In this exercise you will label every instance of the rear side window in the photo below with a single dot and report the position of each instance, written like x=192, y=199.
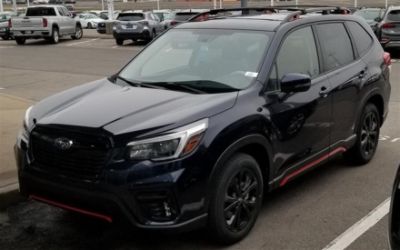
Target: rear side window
x=362, y=39
x=335, y=44
x=394, y=15
x=298, y=54
x=184, y=16
x=131, y=17
x=41, y=11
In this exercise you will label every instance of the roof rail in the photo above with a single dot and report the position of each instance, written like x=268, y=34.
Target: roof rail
x=221, y=13
x=293, y=12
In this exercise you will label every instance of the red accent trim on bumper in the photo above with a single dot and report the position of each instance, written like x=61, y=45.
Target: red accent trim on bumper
x=311, y=164
x=71, y=208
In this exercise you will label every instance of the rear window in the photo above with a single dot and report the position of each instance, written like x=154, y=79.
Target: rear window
x=131, y=17
x=362, y=39
x=41, y=11
x=336, y=45
x=394, y=15
x=184, y=16
x=368, y=14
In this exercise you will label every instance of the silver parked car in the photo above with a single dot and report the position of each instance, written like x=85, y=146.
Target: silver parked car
x=388, y=30
x=136, y=26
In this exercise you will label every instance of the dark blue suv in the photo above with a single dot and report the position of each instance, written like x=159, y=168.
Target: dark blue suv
x=207, y=118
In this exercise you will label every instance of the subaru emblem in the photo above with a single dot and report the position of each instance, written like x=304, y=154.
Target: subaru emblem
x=63, y=143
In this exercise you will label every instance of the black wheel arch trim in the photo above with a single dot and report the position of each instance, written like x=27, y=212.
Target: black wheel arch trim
x=235, y=147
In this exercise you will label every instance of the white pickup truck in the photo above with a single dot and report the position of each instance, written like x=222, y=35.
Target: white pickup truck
x=45, y=21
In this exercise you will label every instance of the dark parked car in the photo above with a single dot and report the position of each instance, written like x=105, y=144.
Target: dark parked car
x=371, y=15
x=175, y=18
x=136, y=26
x=5, y=24
x=394, y=214
x=206, y=118
x=388, y=30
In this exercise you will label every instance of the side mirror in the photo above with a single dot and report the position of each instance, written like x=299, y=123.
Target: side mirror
x=295, y=82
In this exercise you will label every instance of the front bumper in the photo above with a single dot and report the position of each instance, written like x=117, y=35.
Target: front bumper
x=145, y=34
x=31, y=33
x=5, y=32
x=390, y=41
x=162, y=201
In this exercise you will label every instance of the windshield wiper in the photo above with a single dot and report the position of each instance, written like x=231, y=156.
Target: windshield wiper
x=140, y=84
x=198, y=86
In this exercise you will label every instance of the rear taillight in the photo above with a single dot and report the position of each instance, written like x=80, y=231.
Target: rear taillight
x=387, y=59
x=44, y=21
x=388, y=26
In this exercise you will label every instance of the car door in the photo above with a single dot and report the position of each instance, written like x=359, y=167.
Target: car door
x=61, y=21
x=346, y=76
x=69, y=21
x=302, y=120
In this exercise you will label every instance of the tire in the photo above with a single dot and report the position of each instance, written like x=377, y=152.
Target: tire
x=367, y=136
x=55, y=36
x=78, y=33
x=151, y=37
x=119, y=41
x=20, y=40
x=240, y=190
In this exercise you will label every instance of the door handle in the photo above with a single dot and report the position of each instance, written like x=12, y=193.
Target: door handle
x=324, y=91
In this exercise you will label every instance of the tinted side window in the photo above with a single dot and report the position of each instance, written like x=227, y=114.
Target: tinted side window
x=298, y=54
x=335, y=44
x=361, y=38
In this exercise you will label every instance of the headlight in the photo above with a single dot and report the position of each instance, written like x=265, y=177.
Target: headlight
x=177, y=143
x=24, y=133
x=27, y=121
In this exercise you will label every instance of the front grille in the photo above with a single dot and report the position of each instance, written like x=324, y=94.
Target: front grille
x=83, y=160
x=157, y=206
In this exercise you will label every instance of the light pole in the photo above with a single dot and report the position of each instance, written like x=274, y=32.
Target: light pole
x=15, y=5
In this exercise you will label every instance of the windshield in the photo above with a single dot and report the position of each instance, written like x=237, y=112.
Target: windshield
x=130, y=17
x=184, y=16
x=41, y=11
x=394, y=15
x=216, y=58
x=368, y=14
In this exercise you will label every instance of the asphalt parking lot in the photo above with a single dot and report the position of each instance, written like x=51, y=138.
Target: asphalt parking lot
x=308, y=213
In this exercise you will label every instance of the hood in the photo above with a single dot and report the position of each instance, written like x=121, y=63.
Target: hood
x=119, y=110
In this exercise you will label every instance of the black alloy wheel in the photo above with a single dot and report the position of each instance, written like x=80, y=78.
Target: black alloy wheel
x=369, y=133
x=236, y=198
x=367, y=136
x=240, y=200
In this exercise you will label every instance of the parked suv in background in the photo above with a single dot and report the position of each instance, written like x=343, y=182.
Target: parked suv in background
x=206, y=118
x=135, y=26
x=45, y=21
x=388, y=30
x=371, y=15
x=5, y=17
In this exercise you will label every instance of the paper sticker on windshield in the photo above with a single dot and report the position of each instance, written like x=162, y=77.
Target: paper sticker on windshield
x=251, y=74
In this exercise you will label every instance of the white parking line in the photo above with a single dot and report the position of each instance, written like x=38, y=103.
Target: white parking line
x=91, y=40
x=359, y=228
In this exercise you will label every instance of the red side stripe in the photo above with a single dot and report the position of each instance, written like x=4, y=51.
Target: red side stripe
x=75, y=209
x=311, y=164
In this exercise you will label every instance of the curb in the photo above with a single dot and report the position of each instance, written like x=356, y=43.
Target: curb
x=9, y=195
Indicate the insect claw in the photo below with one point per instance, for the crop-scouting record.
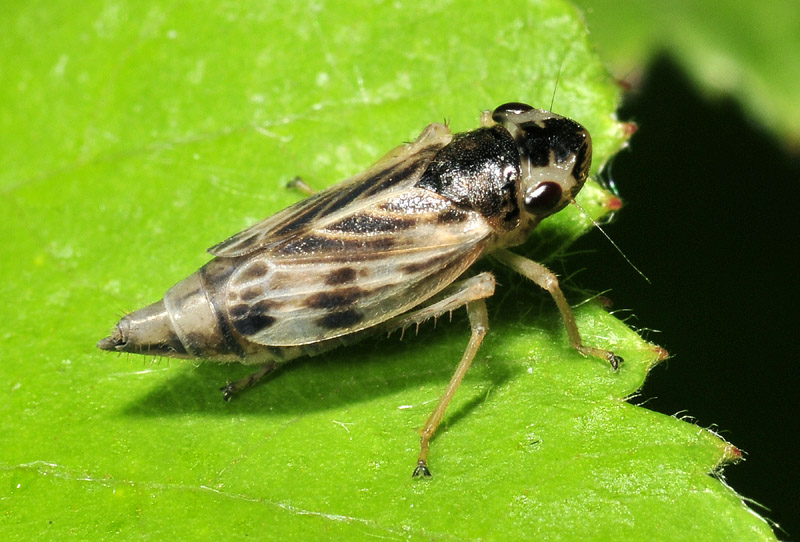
(227, 392)
(421, 470)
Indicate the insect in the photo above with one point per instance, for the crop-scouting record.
(386, 249)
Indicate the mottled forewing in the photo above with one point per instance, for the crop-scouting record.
(399, 168)
(355, 268)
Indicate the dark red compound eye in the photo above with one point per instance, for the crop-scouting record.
(542, 199)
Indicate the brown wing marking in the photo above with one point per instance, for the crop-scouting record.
(398, 169)
(340, 279)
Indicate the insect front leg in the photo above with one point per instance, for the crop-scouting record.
(546, 280)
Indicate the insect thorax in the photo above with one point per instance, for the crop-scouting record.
(479, 171)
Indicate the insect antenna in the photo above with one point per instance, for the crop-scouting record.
(610, 240)
(555, 87)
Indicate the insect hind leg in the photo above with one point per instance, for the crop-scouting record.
(234, 388)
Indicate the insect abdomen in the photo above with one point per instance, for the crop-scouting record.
(187, 323)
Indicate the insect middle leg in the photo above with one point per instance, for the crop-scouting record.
(470, 292)
(545, 279)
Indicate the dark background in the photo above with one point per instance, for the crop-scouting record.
(711, 219)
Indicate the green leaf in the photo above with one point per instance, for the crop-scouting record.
(739, 48)
(136, 135)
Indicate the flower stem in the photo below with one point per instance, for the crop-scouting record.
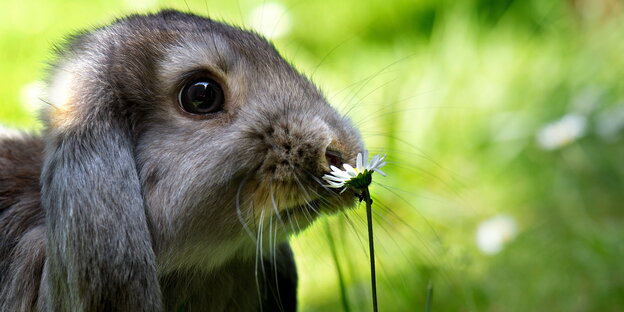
(371, 244)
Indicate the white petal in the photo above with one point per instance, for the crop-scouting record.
(334, 178)
(380, 165)
(358, 162)
(342, 174)
(373, 162)
(350, 170)
(334, 185)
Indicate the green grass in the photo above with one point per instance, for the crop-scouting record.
(455, 93)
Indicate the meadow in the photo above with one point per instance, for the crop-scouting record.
(503, 122)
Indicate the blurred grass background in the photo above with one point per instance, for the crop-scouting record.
(503, 122)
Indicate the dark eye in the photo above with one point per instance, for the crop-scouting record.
(203, 96)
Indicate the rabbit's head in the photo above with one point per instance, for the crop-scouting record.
(189, 134)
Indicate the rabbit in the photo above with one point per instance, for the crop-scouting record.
(178, 156)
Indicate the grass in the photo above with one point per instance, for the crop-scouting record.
(455, 92)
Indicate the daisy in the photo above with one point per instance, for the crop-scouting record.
(359, 177)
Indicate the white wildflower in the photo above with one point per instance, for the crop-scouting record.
(358, 177)
(562, 132)
(494, 233)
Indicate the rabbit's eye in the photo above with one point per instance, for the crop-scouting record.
(202, 96)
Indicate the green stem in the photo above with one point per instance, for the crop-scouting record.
(429, 297)
(371, 244)
(341, 281)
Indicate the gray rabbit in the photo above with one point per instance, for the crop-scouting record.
(178, 155)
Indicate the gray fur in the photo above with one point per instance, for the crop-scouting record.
(142, 207)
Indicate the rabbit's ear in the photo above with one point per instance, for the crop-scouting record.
(99, 251)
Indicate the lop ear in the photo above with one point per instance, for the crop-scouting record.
(99, 251)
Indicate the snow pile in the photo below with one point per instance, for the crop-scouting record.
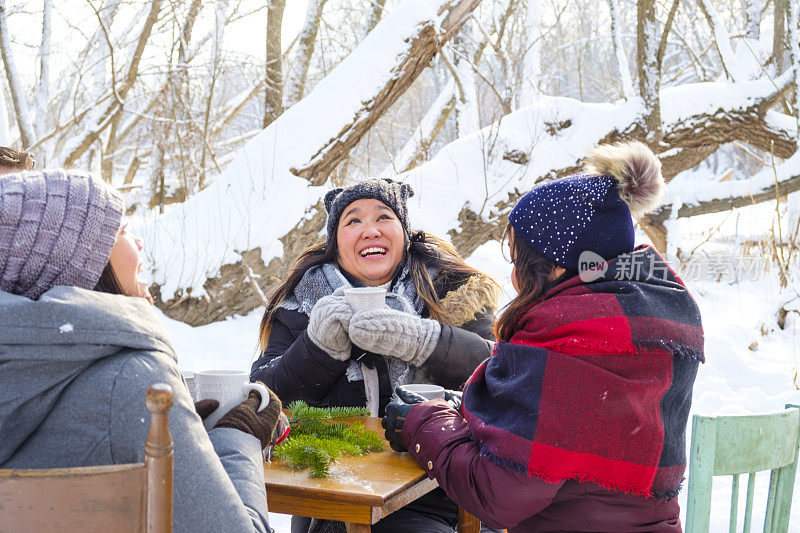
(256, 199)
(734, 379)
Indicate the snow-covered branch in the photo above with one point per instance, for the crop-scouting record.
(429, 36)
(18, 94)
(619, 51)
(722, 41)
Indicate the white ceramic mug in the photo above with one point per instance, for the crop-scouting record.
(364, 298)
(229, 388)
(188, 377)
(428, 391)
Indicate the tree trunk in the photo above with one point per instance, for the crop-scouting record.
(296, 82)
(43, 87)
(420, 52)
(273, 79)
(229, 286)
(778, 35)
(109, 115)
(27, 133)
(647, 67)
(375, 14)
(619, 51)
(752, 13)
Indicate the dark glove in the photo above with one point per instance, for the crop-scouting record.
(453, 399)
(396, 413)
(281, 430)
(245, 418)
(205, 407)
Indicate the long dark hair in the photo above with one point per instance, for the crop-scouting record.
(109, 282)
(534, 275)
(424, 250)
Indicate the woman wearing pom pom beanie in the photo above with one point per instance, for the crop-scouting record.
(80, 344)
(577, 422)
(435, 327)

- What needs to be done
Return a word-for-word copy of the lines above from the one holding "Target: rear window" through the one holding "like x=117, y=35.", with both of them included and nothing besides.

- Response
Target: rear window
x=131, y=17
x=362, y=39
x=41, y=11
x=336, y=45
x=394, y=15
x=184, y=16
x=368, y=14
In this exercise you will label every instance of the silver parked car in the photo above with a single dot and report the position of each instance, written like x=85, y=146.
Target: silver parked car
x=388, y=30
x=136, y=26
In this exercise you will label every instance of the dark blue suv in the photo above with a single dot and report the position of each instance, written like x=159, y=168.
Target: dark blue suv
x=207, y=118
In this exercise you will label every instance of the subaru emblem in the photo above with a single dot and report the position of each instance, written like x=304, y=154.
Target: subaru emblem
x=63, y=143
In this exercise you will label every instance of the black wheel arch trim in the photo above with a single dot and report the position of each instance, written like x=27, y=212.
Target: black wheel arch trim
x=235, y=147
In this exercise you will label every instance of the white pickup truck in the photo above with a single dot and report the position of each instance, written like x=222, y=35.
Target: white pickup truck
x=45, y=21
In this exercise you will label every instance of the dark parked car in the photo above with a single dot and report the position of each instance, written like x=105, y=144.
Target: dark parked car
x=371, y=15
x=175, y=18
x=136, y=26
x=5, y=24
x=394, y=214
x=206, y=118
x=388, y=30
In this exercise you will label every instance of the side mirror in the photo above with a single dot and report the position of each instance, written like x=299, y=123.
Target: side mirror
x=295, y=82
In this exercise you will label every instance of the front bumper in the photo above with a single dot and report the position of each instance, written like x=117, y=35.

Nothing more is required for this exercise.